Collect every line of the records below that contains the string "slope", copying each such line in full.

====== SUPPLIED DATA ======

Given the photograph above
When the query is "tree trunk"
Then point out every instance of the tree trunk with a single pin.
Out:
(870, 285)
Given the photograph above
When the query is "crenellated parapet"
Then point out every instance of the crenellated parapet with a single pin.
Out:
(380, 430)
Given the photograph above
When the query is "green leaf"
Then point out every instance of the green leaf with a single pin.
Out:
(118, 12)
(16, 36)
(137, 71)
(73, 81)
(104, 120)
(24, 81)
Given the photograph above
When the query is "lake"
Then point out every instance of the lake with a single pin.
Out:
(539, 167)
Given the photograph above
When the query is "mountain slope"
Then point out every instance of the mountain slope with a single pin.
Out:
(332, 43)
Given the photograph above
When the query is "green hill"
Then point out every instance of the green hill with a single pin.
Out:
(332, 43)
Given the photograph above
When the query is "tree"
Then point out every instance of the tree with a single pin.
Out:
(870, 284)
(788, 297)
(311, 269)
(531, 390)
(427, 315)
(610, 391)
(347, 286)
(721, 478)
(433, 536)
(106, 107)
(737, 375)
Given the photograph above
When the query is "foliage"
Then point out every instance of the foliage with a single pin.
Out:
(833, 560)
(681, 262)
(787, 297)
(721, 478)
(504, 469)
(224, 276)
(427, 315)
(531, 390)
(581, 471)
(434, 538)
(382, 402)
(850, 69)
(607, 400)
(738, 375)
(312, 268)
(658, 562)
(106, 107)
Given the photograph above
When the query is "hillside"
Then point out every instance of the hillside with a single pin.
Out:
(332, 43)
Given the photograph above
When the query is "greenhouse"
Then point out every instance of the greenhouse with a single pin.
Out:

======
====== SUPPLIED DATA ======

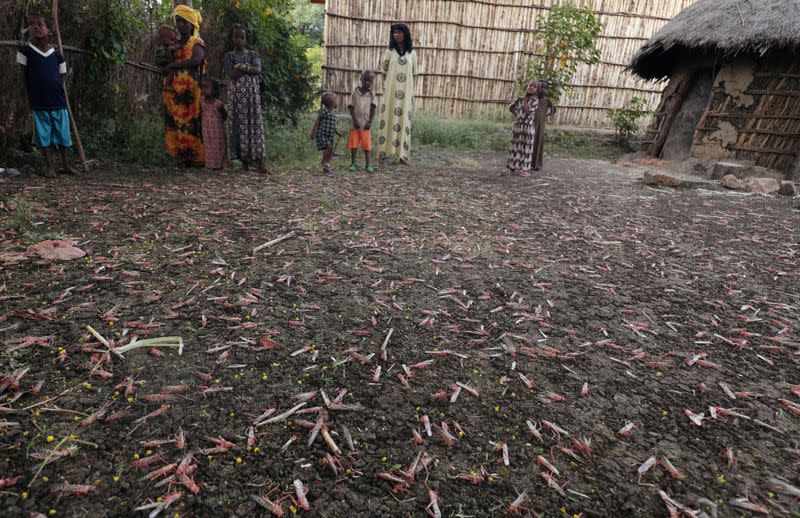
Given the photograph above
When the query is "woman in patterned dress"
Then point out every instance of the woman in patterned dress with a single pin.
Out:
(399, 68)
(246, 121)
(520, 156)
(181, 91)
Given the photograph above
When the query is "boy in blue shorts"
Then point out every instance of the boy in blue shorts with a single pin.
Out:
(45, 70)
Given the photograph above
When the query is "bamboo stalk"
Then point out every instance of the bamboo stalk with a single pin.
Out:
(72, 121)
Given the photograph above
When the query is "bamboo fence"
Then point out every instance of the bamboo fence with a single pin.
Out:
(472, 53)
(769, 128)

======

SOLUTION FOR THIS PROBLEM:
When the query is "mountain slope"
Then point out every instance of the mountain slope with a single pin.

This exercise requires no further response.